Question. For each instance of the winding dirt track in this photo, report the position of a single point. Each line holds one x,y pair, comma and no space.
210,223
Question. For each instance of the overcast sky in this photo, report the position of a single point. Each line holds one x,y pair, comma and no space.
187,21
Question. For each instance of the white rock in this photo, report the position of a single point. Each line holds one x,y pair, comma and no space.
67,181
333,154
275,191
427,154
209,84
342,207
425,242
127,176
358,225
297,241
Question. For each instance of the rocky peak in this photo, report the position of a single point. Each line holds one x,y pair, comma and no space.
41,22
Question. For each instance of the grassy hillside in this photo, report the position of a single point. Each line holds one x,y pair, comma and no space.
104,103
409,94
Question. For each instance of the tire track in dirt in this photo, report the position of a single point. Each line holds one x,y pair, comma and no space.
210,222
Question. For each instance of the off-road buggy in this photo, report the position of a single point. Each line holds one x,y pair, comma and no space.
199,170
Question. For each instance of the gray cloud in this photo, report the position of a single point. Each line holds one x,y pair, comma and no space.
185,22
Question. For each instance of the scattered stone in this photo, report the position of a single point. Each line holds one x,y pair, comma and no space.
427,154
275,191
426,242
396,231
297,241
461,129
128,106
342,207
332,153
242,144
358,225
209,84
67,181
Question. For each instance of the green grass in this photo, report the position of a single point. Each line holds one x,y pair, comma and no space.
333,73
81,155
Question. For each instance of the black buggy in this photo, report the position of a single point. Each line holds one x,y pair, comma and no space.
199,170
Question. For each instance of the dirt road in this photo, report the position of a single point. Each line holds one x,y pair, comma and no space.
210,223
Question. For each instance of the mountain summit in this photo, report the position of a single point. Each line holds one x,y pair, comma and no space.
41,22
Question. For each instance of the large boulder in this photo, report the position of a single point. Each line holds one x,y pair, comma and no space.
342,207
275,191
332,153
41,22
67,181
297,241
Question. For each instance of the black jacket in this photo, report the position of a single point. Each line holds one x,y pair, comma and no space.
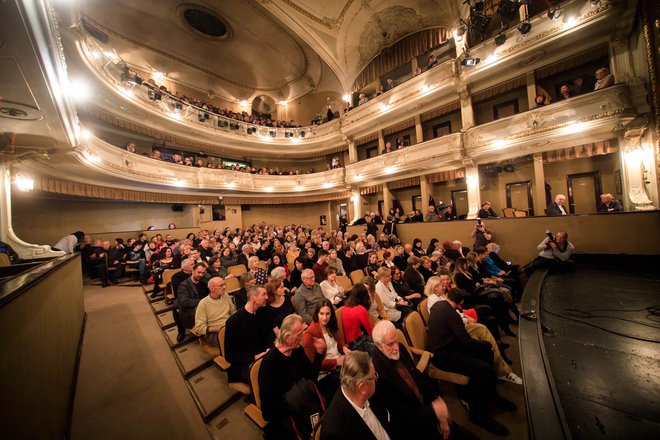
342,422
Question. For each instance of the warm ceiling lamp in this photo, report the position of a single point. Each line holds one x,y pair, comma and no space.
469,61
525,27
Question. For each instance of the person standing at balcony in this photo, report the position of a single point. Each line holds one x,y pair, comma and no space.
432,62
564,93
557,208
609,204
486,211
604,79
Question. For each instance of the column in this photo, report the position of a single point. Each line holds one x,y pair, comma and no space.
23,249
426,190
637,169
531,90
356,198
474,195
419,132
352,149
387,200
539,185
467,114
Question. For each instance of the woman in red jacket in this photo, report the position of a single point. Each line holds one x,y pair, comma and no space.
324,326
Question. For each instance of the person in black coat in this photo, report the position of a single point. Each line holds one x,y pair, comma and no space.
341,420
454,350
417,408
284,365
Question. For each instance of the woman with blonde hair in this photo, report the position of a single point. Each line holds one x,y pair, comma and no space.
376,310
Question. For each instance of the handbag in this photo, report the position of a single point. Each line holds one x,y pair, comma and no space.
306,406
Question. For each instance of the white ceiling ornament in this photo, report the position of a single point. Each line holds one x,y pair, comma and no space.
385,28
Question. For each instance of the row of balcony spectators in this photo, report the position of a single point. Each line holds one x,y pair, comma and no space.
191,161
157,92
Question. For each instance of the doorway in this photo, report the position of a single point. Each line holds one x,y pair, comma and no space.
519,196
583,192
459,201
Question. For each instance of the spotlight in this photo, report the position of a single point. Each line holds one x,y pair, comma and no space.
525,27
480,21
555,12
508,9
469,61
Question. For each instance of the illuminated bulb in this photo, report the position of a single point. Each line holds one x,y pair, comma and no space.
79,90
24,184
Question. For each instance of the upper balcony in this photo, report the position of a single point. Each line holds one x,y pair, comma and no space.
184,119
593,117
112,161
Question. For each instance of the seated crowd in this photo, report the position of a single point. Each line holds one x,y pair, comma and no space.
157,93
579,86
324,308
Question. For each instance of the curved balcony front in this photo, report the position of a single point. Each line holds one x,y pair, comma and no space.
186,120
112,161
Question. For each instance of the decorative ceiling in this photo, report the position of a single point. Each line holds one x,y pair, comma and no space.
281,48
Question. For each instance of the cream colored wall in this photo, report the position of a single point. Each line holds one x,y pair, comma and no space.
494,187
42,220
556,172
303,110
286,214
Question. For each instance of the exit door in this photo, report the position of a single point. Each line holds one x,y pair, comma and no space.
459,200
583,192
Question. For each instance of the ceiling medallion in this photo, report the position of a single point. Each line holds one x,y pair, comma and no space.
14,110
203,21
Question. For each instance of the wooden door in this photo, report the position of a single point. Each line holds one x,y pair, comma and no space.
519,196
583,192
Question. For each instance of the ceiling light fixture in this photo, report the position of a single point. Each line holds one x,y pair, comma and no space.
555,12
525,27
469,61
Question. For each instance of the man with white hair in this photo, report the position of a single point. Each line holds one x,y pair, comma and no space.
351,414
211,314
557,208
307,295
416,406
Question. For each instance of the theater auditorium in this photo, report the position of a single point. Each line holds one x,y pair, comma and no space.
302,219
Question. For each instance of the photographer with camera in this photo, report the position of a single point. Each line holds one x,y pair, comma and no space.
553,251
480,234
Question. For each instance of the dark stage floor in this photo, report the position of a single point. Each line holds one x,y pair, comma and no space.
605,352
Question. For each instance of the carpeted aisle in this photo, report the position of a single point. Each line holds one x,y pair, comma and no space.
129,385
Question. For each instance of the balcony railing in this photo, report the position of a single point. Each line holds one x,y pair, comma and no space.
116,162
135,88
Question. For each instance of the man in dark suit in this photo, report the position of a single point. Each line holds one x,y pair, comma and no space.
557,208
351,415
416,407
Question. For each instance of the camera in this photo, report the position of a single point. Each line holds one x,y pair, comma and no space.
550,236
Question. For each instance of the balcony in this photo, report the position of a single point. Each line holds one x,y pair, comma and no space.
593,117
436,155
178,117
142,170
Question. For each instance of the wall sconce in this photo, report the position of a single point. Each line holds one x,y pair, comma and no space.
24,183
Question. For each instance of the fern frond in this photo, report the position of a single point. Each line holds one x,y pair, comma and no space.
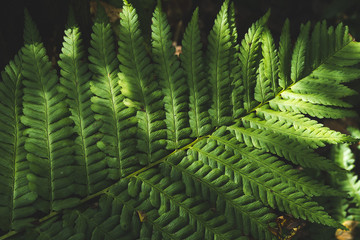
192,62
140,89
271,61
285,56
172,82
31,33
75,83
327,88
234,64
298,60
16,207
218,67
223,193
48,142
117,129
263,85
314,110
271,191
282,146
347,182
273,165
195,148
297,127
166,194
249,59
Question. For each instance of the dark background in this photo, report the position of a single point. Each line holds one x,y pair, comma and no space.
50,17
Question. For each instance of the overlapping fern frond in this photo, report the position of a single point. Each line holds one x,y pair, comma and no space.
211,145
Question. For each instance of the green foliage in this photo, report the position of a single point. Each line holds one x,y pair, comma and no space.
134,144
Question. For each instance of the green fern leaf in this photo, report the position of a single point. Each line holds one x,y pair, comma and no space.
271,61
224,194
299,106
263,85
192,62
285,56
272,165
48,142
306,131
168,148
249,58
235,71
117,128
256,182
219,59
141,92
16,202
298,60
172,82
75,83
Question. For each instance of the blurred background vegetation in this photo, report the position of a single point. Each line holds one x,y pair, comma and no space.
51,16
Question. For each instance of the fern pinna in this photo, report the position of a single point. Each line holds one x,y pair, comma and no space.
124,144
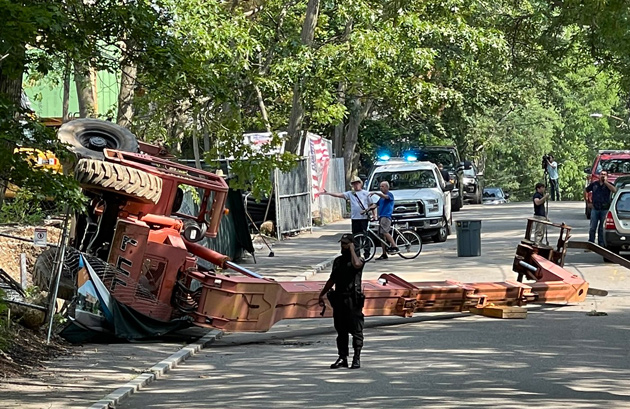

__Directive__:
Copy out every entry above with "report" replaced by "give" throughout, changing nothing else. Leave the pictures out of your answer.

__Complete answer__:
Question. For each instance of the winding dirt track in this photo, give the position of a single point. Each line holds one x,y pair, comma and no space.
210,223
Question. For each instance of the overcast sky in this photo, give the position of a single point. Each line holds one x,y pair, comma and no space.
187,21
Question. For each instance of the white rock in this photo, give the position of a single point. Each line holds one x,y pair, comma and no space.
67,181
333,154
275,191
427,154
209,84
342,207
425,242
127,176
358,225
297,241
Question. For each instance of the rocky peak in this photo, give the position of a single point. Each line holds one x,y pair, comma and no space.
41,22
Question. For each instance of the grassy hillside in this photo, give the position of a single point. Each line holds one x,y pair, comma and no space.
104,103
409,94
Question. For each instance of the tire track in dirt in this photo, give the position of a single point. Each line holds one x,y pair, comma and no space.
210,222
Question. For each instance of the off-road buggy in this photo, give the position of a single point. Each line holds one x,y pair, comma and no space.
199,170
Question. For each instance of the gray cloud in this photo, give the position of a single point. Each line holds one x,y pair, comma and no space.
185,22
Question. For each instance of the scattered stone in this photo, give the position of a single point. Each line holds one x,y pair, comma and no space.
427,154
275,191
426,242
396,231
297,241
461,129
128,106
342,207
332,153
242,144
358,225
209,84
67,181
Question. For each instance of the green grass in this photo, give the position of a single point. Each line holds one x,y pair, comma and no space.
333,73
81,155
Question. For each instance of the black buggy in this photo, give the position of a single point. Each line holds one x,y pair, comma and no space.
199,170
Question. For each instance of the dirt road in this photo, give the position of a single point. Each line holds one x,y pair, comma and no space.
210,223
Question. For each instance of the mountain summit in this photo, give the position of a single point. Each line holds one x,y pair, comma and no space.
41,22
Question. For each instance of the large boulder in this photo, give the position of a single point. Each line holds one x,y pair, comma and no space.
342,207
275,191
332,153
41,22
67,181
297,241
Question. For each instance of the black jacket in this photo, give the position of a single point. Each line holds one x,y pair, comma and no space.
342,422
Question. For each instance of the warm ceiling lamp in this photo, give the position of a single point. Each line holds one x,y pair, comma and no space.
469,61
525,27
Question. For each instance of the person standing at balcony in this photo, give the position of a single point. Each line holds one x,y pair, comma and no space.
432,62
564,93
557,208
609,204
486,211
604,79
Question. For each instance of the column in this photo, give the position of a single point. Each line holds one x,y pair, comma and no space.
23,249
426,190
637,169
531,90
356,198
474,195
419,132
352,149
387,200
539,185
467,114
Question. For each instance of the woman in red jacket in this photo, give the position of a single point. Each line holds one x,y pair, comma and no space.
324,326
Question. For each instance of the person in black coat in this photo, give the position of a single point. Each line holds one x,y pair, comma and no space.
341,420
454,350
417,408
284,365
Question. For each instance of the woman with blonde hair in this photo, give the position of a single point. Each line holds one x,y pair, comma and no space.
376,310
Question. For each instance of the handbag in this photo, give the position of a single point. Each line holds one x,y pair, comma and no space.
306,406
Question. For each instance of the white ceiling ornament in this photo, give the position of a single point. Each line holds one x,y pair, comma and no space.
385,28
Question. For each instance of the row of balcony spectators in this photo, give the position of a single point. Each line holds one x,y pair, comma and no space.
191,161
157,92
Question. For each instance of the doorway in this photo, give the position of a single point. Each line holds one x,y pair, comma and no space.
519,196
583,192
459,201
Question. For each instance of the spotlight in this photo, give the position of a single point. Each line holds one x,y pair, comma and no space.
525,27
480,21
555,12
508,9
469,61
Question. For each instance of the illuminated bulb in this photo, give the position of a single point. Each line holds one x,y pair, comma and no space.
79,90
24,184
Question. For each instance of the upper balcony in this photo, give the position of a single point. Each line holds one x,y pair, comma and no space.
184,119
593,117
112,161
Question. For each instance of the seated crowd in this photo, give the position of a single point. Each line holds one x,y pair, comma and no space.
157,93
579,86
324,308
Question. For each instance of the curved balcony front in this photo, give the position of a single point. Each line holds one x,y pair, comma and no space.
186,120
112,161
Question. For each instance of the decorative ceiling in this photo, give the position of a single point. Each line holds one x,y pair, comma and no space.
281,48
Question. For each instance of the cream colored wall in this photo, give the position of a single point. Each line holds one x,y pair, comma and no space.
494,187
42,220
556,172
303,110
286,214
Question. For each instance of the exit door in this photo, give the position of a single point. Each line holds one x,y pair, comma and no space.
459,200
583,192
Question. For each instance of the ceiling medallion in this photo, give the position of a single point. Each line holds one x,y pair, comma and no space.
14,110
203,21
Question. For each instance of the wooden door in this photo, give the position of a single point. Each line holds one x,y pair, comma and no space.
519,196
583,192
Question. For each instance of the ceiling light fixture in this photo, give the position of a single point. Each line holds one x,y pair, comma and no space.
555,12
525,27
469,61
Question. For each instance of the man with white hair in this photo, give the position of a single point. Each line holds one x,y pair, comma and no space.
351,414
211,314
557,208
307,295
416,406
Question. For each instance of the theater auditorium in this photo, give the position of a single point. Each line holds one x,y pair, comma and no space.
302,219
Question. For each instance of the photographer with camera in this photo, give the position of a single point. Each line holds one x,y pair, comma and no space.
553,251
480,234
Question. For each instance of the dark stage floor in this photo, give the position of a single point. Each line holds one x,y pair, comma and no space.
605,352
Question. For each instance of the carpeted aisle in this photo, give the position of a single point. Each line holds one x,y pair, comma and no space.
129,385
Question. For each instance of the balcony railing in this photo, give the position of a single point. Each line holds one x,y pair, comma and no space.
116,162
135,88
Question. For each instance of the man in dark suit in this photo, give the position of a single point. Each line holds one x,y pair, comma and no space.
557,208
351,415
416,407
Question. For each instance of the camera in this photo, give the position of a single point. Each line holds one x,y pair, comma and no space.
550,236
Question. For each instance of the balcony in this photo, give the position of a single point. Each line holds one x,y pair, comma and no space.
593,117
436,155
178,117
142,170
Question. For each instance of the wall sconce in this photo, give the position of a single point. Each line holds one x,y pair, comma and no space.
24,183
Question. For each instance of the fern frond in this photo, give the position of a single point. Each line holds one x,y pair, comma and no space.
192,62
140,89
271,61
285,56
172,82
31,33
75,83
327,88
234,64
298,60
16,207
218,67
223,193
48,142
117,129
263,85
314,110
271,191
282,146
347,182
273,165
195,148
297,127
166,194
249,59
Question. For each instance of the dark background in this photo, give the position of a single point. Each line holds one x,y pair, comma and no space.
50,17
Question. For each instance of the overlapping fern frond in this photo, give the position of a single point. Each line holds one x,y pair, comma and no space.
211,145
Question. For each instance of the green foliage in this photo, give the position of a single point. Each line holds one x,y pair, comma and no space.
134,144
Question. For each instance of the green fern leaf in this photo, give the position of a single point. Each line holds one x,y pair, comma and no space.
271,61
224,194
299,106
263,85
192,62
285,56
272,165
48,142
306,131
168,148
249,58
235,71
117,128
256,182
219,59
141,92
16,202
298,60
172,82
75,83
Question. For each instance of the blurred background vegetation in this photo, give the position of a single point. Each line holds one x,y pair, comma and no space.
51,16
Question. For each instance of the fern pinna in this photo, give the position of a single point. Each line holds one x,y pair, comma and no space.
124,144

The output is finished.